## BLOCO DE TEXTO
Por Pablo Garcia e Eduardo Simões
ALTAMIRA, Pará/SÃO PAULO (Reuters) - Uma equipe de fiscalização do Ibama foi alvo de tiros por parte de garimpeiros durante operação de fiscalização na sexta-feira, perto da Terra Indígena Ituna/Itatá, em Altamira, no Pará, e homens da Polícia Federal e da Força Nacional de Segurança Pública, que davam apoio à operação, revidaram.
Ninguém ficou ferido na troca de tiros, e os garimpeiros, que se esconderam na mata com a chegada dos fiscais, não foram presos. Os agentes do Ibama destruíram duas retroescavadeiras e três motores usados no garimpo, de acordo com Hugo Loss, coordenador do Ibama responsável pela operação, acompanhada por uma equipe da Reuters.

Dados de rotulagem de coordenadas
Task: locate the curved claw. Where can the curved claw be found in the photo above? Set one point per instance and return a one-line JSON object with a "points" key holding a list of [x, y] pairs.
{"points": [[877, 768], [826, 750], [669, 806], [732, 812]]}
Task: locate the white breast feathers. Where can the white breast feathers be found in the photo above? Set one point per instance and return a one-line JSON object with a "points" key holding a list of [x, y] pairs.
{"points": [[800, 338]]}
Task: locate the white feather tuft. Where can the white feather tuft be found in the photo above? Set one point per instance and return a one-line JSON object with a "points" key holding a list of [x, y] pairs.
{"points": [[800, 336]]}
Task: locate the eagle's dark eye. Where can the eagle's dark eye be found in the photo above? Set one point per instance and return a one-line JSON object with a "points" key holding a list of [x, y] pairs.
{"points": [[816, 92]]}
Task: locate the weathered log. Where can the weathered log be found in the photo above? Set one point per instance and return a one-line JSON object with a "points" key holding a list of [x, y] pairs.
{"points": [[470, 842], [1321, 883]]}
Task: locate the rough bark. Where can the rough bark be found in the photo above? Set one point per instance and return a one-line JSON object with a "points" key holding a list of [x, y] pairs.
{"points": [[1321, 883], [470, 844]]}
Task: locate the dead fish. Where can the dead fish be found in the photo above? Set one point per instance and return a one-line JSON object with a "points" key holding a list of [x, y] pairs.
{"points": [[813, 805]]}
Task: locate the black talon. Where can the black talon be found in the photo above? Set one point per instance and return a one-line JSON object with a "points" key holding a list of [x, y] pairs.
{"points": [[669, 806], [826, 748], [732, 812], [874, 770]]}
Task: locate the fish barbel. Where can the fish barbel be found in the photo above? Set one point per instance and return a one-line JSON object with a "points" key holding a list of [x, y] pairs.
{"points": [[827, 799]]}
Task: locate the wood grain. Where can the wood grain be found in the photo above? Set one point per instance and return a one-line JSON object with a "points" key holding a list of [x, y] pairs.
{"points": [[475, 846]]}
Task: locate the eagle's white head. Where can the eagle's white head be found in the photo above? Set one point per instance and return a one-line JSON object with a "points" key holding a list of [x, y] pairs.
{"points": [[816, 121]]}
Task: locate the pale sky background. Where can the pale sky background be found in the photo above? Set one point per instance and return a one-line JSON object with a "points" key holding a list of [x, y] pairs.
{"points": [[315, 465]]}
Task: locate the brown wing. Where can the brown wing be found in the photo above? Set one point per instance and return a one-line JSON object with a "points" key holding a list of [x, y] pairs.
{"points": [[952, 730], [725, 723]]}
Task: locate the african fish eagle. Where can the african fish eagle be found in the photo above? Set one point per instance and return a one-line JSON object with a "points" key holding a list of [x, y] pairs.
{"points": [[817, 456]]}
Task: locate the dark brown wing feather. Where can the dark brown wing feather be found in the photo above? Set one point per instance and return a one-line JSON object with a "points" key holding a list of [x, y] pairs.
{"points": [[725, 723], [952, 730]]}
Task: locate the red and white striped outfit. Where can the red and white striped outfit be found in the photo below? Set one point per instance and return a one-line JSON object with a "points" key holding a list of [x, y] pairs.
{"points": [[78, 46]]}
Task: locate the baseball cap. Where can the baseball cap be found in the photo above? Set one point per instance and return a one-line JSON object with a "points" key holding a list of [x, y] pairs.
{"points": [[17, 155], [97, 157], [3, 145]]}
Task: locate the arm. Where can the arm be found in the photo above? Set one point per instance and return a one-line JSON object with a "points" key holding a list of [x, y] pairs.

## O QUE FAZER
• A. Diga se cada afirmação concorda com a reportagem sobre a operação do Ibama em Altamira, respondendo sim ou não e citando as palavras decisivas do texto: (i) os garimpeiros foram presos após a troca de tiros; (ii) os agentes do Ibama destruíram duas retroescavadeiras; (iii) a operação ocorreu perto da Terra Indígena Ituna/Itatá.
• B. Dê seguimento à reportagem sobre a operação do Ibama em Altamira, começando logo depois da última frase apresentada.
Os registros não têm nenhum papel neste exercício.

## RESPOSTAS DO EXERCÍCIO
• A.
(i) Não: "os garimpeiros, que se esconderam na mata com a chegada dos fiscais, não foram presos".
(ii) Sim: "Os agentes do Ibama destruíram duas retroescavadeiras e três motores usados no garimpo".
(iii) Sim: "perto da Terra Indígena Ituna/Itatá, em Altamira, no Pará".

• B.
"Eles (garimpeiros) se esconderam no mato e dispararam contra a equipe", disse Loss à Reuters por telefone, acrescentando que o desmatamento tem aumentado significativamente na região, especialmente nessa reserva indígena que, de acordo com o coordenador, teve 10% de sua área desmatada somente neste ano.
Loss afirmou que um aumento expressivo da grilagem de terras na área indígena impulsionou a alta de desmatamento na reserva Ituna/Itatá que, segundo a Fundação Nacional do Índio (Funai), é destinada a índios isolados, engloba os municípios de Altamira, Anapu e Senador José Porfírio e ocupa uma área de 142.402 hectares.
De acordo com Loss, a demarcação dessa área foi uma das condicionantes para permitir a construção da usina hidrelétrica de Belo Monte. A reserva é de restrição de uso, o que significa que nenhuma atividade pode ser desenvolvida na região, e a demarcação visa proteger índios isolados, cujos sinais de presença foram detectados durante a construção da usina.
O garimpo, alvo da operação com troca de tiros nesta sexta, fica a cerca de 50 quilômetros da área indígena, disse o coordenador do Ibama.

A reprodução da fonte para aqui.